- _Text passage_
However, during the competition, it seemed it was not to be. Lee fell on her signature element, making contact with her hands but slipping off in the end. After a disappointing performance on bars, she also faltered on beam during her acrobatic combination. Lee placed No. 26 on the uneven bars and No. 13 on the beam. It is unclear whether USA Gymnastics will send Lee to compete her new element.

“In all honesty, I think that it’s good that it happened here, rather than somewhere else. You can’t get anywhere without failure,” Lee said after the competition. “It’s just annoying because that was the first one that I missed the whole weekend. … I feel like I proved myself in practices, but then again, practices don’t matter if you can’t hit it in competition.”

Former NCAA all-around champion Trinity Thomas had a strong night as she returned to elite competition for the first time since 2019, finishing fourth in the standings. Thomas competed for the top-ranked University of Florida and now works as a graduate student assistant coach for the team while training elite.

“[My routines] are a little shaky, but it’s OK,” Thomas said before the competition. “I’ve mostly been doing bars; I hurt my foot a few weeks ago and haven’t done much on the other events.”

2012 Olympic gold medalist Gabby Douglas was expected to make her much-anticipated return to elite gymnastics more than ten years after she became the first African American to win the Olympic all-around. However, on Thursday she announced on Instagram that she had tested positive for COVID-19 and would be unable to compete.

“Gabby will now have to submit a petition for [the Core Hydration Classic]. Hopefully she can just get healthy and keep training,” Memmel said. “She can be invited to [National Team] Camp. There’s no reason she couldn’t be.”

2020 Olympic silver medalist Jordan Chiles also planned to compete at the Winter Cup, but she withdrew from competition in the weeks leading up to the event due to a minor shoulder injury. On the men’s side, World bronze medalist and Massachusetts native Fred Richard of the University of Michigan likewise withdrew due to minor injuries.

- _Exercise_
According to the gymnastics report, where did Lee place on the uneven bars?

- _Dataset excerpts_
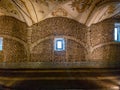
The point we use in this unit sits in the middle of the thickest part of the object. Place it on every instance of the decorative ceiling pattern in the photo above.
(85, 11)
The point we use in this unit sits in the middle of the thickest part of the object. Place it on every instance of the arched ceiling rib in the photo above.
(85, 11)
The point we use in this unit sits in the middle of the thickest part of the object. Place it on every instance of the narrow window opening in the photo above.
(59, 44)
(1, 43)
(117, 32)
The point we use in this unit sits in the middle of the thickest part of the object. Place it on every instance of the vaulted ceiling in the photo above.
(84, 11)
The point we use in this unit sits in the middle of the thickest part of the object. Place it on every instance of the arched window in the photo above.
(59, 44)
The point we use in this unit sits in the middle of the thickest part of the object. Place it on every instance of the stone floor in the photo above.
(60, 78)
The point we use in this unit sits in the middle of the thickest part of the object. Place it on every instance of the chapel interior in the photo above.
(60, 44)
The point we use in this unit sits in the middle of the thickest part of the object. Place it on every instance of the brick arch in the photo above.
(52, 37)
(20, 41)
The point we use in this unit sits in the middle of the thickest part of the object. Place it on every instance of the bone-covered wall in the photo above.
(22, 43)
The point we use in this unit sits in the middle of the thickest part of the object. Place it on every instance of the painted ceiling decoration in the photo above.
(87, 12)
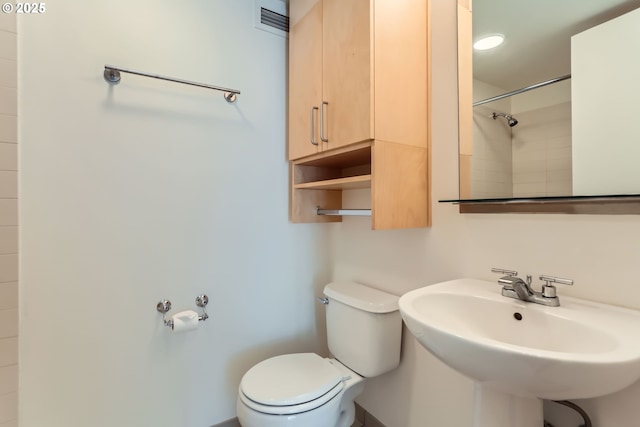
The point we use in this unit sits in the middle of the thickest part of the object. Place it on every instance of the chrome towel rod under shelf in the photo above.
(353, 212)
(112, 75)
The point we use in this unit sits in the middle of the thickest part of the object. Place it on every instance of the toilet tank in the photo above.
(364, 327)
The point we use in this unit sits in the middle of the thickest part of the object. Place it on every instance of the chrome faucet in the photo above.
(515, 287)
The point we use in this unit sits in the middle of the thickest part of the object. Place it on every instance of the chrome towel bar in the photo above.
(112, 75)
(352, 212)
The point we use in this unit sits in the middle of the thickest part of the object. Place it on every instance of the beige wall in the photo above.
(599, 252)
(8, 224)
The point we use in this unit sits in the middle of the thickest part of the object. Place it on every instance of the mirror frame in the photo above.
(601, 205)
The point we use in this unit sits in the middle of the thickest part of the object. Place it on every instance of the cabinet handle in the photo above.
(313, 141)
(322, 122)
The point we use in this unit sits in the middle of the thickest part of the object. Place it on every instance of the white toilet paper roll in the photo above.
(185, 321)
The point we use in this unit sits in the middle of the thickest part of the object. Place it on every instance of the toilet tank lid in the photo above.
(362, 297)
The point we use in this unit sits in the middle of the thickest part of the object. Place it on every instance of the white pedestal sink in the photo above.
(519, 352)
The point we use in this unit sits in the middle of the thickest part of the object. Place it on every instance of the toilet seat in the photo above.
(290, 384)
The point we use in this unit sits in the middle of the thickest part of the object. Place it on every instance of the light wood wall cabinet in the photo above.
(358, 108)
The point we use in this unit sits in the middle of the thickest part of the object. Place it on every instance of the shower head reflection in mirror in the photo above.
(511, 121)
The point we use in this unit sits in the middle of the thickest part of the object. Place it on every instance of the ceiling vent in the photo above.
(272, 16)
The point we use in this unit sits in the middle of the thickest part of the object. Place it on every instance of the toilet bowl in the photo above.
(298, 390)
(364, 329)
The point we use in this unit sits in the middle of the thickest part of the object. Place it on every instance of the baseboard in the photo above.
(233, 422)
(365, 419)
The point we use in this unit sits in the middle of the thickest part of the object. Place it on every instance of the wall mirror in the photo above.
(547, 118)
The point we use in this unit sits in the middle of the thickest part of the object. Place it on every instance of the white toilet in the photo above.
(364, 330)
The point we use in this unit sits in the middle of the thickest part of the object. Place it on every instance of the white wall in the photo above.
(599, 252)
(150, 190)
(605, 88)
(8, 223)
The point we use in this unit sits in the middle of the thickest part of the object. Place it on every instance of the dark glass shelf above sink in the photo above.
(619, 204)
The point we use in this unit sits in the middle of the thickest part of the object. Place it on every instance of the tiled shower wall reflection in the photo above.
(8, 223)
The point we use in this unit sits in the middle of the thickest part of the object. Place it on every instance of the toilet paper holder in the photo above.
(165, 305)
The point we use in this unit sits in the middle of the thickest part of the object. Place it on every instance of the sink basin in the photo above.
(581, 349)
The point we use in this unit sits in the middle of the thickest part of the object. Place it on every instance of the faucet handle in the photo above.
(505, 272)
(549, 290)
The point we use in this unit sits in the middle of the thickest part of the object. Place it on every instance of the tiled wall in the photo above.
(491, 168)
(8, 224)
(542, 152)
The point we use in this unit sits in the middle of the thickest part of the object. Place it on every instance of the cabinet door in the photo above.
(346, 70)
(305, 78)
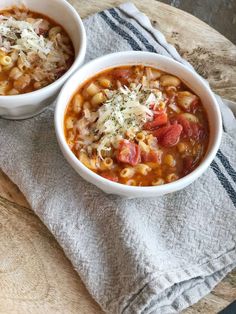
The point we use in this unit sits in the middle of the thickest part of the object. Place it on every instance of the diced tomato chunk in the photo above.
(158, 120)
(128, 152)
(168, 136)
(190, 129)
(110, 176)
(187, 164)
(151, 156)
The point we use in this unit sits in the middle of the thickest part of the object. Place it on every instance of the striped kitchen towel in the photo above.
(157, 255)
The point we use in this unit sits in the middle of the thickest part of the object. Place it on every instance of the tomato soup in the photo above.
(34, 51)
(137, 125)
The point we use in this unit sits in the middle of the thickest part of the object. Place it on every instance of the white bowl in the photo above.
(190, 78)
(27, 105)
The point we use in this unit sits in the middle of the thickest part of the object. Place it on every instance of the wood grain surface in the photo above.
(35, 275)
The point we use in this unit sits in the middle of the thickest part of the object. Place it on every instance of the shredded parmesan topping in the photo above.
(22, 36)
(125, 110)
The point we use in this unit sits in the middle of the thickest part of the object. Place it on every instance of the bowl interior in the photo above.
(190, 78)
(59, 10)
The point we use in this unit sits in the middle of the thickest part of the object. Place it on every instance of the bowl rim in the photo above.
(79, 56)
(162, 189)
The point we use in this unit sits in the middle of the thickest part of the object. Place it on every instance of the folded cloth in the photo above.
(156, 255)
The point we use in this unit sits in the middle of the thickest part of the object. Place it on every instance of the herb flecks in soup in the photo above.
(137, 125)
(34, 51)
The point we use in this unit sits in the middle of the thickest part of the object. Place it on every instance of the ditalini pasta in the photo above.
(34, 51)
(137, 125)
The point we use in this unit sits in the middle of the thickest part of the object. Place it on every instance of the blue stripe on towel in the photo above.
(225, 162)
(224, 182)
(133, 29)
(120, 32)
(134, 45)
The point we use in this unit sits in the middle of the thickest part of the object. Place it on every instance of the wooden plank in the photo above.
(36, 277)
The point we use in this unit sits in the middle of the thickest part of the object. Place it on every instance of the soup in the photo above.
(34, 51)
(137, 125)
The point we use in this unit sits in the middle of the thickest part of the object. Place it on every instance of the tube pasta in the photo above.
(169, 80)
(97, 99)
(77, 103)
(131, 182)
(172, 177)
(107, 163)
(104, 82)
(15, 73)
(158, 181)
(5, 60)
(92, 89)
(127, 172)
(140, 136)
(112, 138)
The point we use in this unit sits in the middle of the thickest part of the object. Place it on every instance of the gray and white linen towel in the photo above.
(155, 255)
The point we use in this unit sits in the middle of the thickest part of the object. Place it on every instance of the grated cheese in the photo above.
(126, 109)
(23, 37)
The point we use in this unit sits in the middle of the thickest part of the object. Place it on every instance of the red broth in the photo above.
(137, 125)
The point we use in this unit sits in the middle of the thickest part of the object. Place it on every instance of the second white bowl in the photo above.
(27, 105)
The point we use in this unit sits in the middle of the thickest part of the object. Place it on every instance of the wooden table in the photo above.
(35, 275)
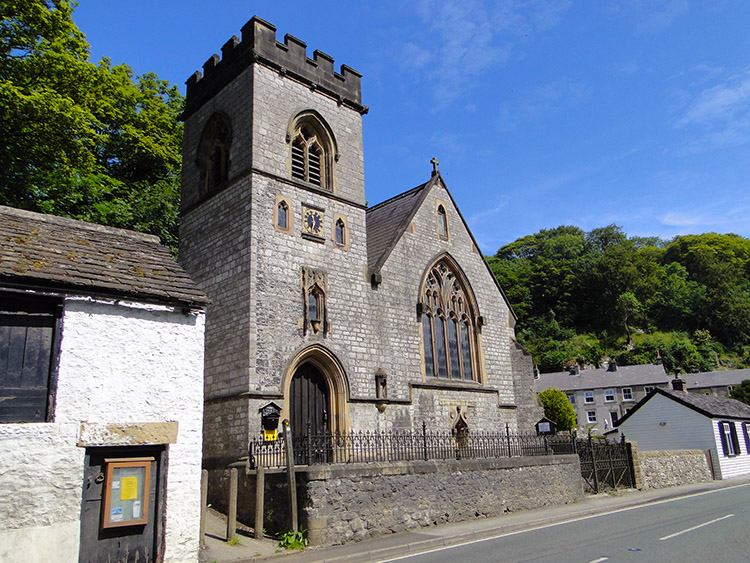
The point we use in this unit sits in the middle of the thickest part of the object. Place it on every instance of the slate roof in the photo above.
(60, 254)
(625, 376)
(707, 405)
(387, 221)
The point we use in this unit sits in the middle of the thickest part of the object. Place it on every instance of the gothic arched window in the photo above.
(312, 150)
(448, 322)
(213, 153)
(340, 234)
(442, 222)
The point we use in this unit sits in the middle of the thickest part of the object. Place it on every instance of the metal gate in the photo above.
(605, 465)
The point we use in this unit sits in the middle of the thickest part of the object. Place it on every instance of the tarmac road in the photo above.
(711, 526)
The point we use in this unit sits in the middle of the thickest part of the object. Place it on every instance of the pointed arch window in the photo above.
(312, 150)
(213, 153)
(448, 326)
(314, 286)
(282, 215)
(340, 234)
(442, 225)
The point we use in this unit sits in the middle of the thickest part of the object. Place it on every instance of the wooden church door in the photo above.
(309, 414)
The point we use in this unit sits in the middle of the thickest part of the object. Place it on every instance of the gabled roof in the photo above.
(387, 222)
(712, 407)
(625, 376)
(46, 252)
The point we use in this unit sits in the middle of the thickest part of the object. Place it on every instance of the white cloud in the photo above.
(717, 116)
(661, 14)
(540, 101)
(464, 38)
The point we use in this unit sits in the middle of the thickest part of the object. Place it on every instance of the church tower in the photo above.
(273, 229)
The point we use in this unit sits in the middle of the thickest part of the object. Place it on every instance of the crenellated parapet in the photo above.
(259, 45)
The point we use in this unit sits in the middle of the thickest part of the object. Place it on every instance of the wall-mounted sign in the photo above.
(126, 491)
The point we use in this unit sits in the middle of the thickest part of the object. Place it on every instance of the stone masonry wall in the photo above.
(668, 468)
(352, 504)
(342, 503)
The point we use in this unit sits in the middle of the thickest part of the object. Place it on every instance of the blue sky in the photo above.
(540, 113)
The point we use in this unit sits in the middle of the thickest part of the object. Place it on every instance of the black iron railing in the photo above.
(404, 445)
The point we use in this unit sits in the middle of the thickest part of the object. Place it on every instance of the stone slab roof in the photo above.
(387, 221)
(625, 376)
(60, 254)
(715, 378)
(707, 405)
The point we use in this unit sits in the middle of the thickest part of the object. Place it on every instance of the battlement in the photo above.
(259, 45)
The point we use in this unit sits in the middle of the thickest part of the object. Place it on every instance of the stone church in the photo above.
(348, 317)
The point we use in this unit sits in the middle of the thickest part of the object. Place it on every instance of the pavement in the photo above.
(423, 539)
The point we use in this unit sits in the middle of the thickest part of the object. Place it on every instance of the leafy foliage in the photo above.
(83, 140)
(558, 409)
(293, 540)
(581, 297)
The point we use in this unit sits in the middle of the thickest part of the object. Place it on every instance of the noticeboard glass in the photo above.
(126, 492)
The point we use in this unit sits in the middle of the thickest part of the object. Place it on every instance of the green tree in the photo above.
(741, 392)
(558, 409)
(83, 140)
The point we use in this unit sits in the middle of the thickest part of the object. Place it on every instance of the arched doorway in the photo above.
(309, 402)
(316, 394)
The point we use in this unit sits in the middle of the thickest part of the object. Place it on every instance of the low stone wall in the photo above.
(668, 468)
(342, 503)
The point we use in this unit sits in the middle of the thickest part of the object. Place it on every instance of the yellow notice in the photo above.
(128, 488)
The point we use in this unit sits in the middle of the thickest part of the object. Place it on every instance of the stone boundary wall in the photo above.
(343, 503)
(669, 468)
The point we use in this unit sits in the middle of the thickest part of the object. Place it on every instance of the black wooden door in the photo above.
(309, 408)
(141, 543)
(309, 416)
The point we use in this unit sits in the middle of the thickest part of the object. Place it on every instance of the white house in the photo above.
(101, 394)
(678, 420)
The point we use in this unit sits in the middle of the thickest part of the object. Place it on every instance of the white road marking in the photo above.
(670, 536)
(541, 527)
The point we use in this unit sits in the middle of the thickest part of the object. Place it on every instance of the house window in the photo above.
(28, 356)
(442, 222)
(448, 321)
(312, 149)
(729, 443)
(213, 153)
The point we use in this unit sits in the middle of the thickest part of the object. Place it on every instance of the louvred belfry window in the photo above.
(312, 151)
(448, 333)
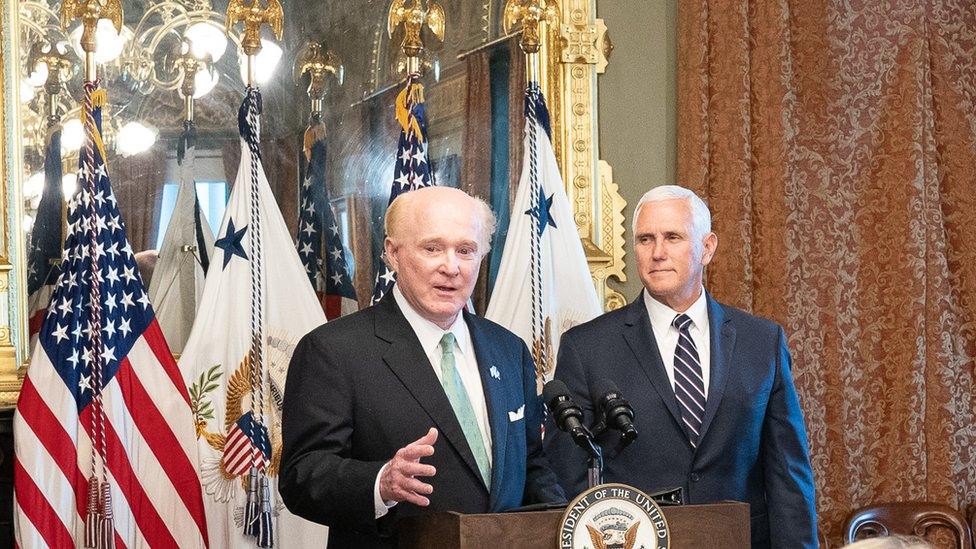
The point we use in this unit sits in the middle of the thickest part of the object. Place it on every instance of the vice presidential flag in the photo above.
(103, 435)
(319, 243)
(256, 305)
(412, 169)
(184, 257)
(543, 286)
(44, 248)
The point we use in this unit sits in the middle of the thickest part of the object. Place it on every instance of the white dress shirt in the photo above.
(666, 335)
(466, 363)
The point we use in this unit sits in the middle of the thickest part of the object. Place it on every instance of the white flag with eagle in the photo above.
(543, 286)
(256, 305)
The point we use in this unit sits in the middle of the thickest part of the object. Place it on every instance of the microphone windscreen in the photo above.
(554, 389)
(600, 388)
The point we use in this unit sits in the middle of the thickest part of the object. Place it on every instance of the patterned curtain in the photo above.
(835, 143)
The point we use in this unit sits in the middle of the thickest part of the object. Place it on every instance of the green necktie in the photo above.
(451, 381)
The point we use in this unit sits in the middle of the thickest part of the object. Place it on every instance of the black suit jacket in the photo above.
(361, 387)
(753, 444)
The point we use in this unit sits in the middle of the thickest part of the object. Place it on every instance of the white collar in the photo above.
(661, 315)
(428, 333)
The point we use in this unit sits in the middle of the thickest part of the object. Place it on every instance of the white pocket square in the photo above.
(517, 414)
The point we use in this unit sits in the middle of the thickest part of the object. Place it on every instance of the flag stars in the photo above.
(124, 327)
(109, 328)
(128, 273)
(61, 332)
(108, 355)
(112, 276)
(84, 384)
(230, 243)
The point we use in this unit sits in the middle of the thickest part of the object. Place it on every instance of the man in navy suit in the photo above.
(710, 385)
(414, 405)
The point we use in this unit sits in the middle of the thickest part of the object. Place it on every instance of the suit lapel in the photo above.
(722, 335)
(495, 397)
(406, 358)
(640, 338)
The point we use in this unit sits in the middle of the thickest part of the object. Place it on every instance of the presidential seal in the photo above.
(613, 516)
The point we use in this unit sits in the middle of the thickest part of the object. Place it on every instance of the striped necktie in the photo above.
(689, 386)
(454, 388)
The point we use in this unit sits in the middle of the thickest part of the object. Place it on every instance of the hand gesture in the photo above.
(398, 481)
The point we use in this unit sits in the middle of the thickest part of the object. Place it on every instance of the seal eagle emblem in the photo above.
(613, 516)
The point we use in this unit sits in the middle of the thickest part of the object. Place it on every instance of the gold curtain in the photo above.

- _Response_
No. 26